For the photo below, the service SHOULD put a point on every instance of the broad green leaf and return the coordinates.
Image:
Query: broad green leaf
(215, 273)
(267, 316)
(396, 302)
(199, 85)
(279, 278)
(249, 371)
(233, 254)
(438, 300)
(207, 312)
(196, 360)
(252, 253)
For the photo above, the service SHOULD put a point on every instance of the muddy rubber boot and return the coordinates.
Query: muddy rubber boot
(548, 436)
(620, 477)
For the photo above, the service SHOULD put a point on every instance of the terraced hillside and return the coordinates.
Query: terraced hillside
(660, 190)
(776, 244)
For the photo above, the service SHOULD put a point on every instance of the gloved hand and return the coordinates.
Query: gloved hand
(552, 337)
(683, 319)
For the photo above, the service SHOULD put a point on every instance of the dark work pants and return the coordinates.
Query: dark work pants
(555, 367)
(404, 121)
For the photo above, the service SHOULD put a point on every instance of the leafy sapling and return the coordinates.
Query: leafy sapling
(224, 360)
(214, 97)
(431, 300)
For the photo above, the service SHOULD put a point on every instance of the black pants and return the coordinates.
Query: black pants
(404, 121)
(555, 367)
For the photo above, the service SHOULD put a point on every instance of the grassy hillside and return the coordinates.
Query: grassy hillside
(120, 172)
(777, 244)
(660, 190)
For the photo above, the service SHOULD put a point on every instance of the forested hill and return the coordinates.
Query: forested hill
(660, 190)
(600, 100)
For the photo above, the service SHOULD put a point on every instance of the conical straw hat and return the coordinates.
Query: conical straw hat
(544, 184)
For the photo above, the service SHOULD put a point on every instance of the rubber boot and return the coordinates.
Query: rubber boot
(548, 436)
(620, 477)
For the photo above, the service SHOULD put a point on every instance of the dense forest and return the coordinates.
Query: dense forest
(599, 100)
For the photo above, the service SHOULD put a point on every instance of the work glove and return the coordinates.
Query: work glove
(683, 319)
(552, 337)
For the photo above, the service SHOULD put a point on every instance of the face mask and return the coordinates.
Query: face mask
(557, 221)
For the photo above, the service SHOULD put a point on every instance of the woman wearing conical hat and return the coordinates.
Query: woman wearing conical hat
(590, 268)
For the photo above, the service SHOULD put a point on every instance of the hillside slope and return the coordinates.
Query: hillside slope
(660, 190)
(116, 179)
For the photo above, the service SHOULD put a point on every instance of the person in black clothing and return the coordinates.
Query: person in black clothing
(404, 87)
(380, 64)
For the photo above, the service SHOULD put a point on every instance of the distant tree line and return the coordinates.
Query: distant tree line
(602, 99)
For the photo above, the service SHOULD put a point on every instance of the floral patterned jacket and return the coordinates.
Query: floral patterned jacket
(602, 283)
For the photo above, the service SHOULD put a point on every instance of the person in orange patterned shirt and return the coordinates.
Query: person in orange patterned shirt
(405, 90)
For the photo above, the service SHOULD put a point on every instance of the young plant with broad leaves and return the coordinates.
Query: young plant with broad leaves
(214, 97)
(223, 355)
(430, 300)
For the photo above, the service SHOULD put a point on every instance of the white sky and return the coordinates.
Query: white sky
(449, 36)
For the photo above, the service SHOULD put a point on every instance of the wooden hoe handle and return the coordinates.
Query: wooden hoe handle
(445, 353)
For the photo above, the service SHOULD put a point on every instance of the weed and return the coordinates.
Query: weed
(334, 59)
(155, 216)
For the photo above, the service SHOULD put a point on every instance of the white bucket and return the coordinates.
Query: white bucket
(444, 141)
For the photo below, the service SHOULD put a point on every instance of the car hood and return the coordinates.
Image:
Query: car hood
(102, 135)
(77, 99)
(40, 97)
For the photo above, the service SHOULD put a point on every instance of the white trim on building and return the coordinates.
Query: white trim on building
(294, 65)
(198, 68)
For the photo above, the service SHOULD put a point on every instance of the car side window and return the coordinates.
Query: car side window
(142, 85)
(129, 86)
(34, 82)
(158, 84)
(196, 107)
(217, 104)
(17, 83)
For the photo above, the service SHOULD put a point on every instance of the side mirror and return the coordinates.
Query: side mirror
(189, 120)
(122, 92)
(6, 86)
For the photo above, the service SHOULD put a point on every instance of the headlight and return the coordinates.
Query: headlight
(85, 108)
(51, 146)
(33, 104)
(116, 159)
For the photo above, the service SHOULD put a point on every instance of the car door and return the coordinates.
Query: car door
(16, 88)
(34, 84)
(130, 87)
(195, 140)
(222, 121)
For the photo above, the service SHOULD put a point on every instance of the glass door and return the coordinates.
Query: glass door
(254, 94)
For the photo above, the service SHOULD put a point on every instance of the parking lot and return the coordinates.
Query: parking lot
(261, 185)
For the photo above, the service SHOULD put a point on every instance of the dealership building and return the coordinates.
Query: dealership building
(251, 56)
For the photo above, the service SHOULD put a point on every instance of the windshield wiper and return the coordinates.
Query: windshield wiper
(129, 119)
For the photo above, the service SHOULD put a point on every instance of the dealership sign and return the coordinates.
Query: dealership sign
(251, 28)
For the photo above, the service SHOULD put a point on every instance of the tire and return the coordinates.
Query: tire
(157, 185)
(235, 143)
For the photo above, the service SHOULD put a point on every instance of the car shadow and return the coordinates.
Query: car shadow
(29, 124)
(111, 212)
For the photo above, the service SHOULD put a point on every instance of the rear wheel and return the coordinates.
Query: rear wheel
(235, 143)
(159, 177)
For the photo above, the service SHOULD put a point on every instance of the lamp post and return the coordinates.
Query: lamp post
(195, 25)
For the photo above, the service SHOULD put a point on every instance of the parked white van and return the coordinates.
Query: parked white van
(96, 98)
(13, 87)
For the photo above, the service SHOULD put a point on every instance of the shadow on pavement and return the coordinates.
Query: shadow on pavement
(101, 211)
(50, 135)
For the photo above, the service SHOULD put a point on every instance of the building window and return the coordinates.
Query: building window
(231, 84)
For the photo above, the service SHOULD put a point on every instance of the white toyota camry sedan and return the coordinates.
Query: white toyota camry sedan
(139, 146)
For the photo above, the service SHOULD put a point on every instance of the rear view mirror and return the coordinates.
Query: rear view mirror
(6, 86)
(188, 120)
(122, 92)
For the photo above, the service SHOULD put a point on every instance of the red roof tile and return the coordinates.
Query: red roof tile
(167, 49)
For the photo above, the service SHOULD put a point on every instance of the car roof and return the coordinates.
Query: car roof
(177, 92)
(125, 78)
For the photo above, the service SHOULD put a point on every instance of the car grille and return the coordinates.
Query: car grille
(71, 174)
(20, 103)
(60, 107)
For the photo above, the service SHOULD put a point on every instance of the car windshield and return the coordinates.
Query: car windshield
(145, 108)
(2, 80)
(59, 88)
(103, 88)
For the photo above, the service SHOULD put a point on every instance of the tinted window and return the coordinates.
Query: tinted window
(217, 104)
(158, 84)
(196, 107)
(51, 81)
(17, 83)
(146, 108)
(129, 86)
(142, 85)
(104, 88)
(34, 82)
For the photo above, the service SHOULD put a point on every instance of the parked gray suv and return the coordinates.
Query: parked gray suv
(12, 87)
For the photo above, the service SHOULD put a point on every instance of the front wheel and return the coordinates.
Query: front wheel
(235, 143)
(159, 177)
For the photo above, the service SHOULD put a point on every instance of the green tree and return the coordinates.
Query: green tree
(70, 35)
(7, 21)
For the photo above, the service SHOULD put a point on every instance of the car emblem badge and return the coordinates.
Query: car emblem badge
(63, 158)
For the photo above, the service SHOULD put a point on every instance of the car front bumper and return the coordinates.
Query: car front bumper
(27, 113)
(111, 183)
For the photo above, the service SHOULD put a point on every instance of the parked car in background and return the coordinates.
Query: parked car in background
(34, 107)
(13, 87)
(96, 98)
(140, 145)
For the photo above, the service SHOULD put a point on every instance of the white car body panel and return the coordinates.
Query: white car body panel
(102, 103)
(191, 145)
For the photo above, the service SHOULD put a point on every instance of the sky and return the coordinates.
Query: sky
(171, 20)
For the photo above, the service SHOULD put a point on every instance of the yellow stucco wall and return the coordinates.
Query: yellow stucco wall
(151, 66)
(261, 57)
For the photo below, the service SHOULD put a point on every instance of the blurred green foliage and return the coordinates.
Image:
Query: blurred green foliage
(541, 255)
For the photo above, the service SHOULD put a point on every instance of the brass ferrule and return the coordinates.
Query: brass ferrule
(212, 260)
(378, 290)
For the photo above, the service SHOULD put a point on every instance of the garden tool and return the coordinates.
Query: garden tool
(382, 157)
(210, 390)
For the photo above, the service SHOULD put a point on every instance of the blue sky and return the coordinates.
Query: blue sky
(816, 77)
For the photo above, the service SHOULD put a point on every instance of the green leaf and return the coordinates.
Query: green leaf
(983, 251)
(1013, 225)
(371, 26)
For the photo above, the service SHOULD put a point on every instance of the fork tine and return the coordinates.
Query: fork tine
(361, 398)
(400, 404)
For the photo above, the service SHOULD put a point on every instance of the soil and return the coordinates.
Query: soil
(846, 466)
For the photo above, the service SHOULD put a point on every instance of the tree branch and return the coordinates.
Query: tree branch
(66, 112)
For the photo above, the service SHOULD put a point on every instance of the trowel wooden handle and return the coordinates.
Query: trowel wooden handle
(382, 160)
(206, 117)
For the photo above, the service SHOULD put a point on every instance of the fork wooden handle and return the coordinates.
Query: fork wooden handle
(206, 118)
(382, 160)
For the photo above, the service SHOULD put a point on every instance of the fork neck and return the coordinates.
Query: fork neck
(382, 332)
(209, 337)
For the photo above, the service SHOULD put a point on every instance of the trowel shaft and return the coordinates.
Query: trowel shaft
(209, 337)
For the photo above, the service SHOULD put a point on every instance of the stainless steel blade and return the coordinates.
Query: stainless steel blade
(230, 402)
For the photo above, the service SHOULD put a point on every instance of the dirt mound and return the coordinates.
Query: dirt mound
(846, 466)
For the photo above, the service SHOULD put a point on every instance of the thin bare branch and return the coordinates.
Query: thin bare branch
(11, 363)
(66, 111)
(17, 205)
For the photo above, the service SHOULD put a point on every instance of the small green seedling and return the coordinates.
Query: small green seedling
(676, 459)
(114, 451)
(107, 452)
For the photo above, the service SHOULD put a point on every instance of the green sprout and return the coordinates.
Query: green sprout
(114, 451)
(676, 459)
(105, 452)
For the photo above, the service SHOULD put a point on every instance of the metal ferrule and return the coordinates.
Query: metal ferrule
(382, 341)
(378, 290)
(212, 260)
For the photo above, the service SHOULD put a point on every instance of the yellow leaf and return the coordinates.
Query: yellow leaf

--------------------

What to produce
Search the listing above for the lines with "building window and return the coordinates." and "sedan and return the coordinates.", then output those lines and all lines between them exactly.

Answer to this task
For the photo above, the service SHOULD put a point on every instance of the building window and return the coordinates.
Query: building window
(231, 84)
For the photo above, the service SHOULD put a point on every instance of the white toyota camry sedan and return the coordinates.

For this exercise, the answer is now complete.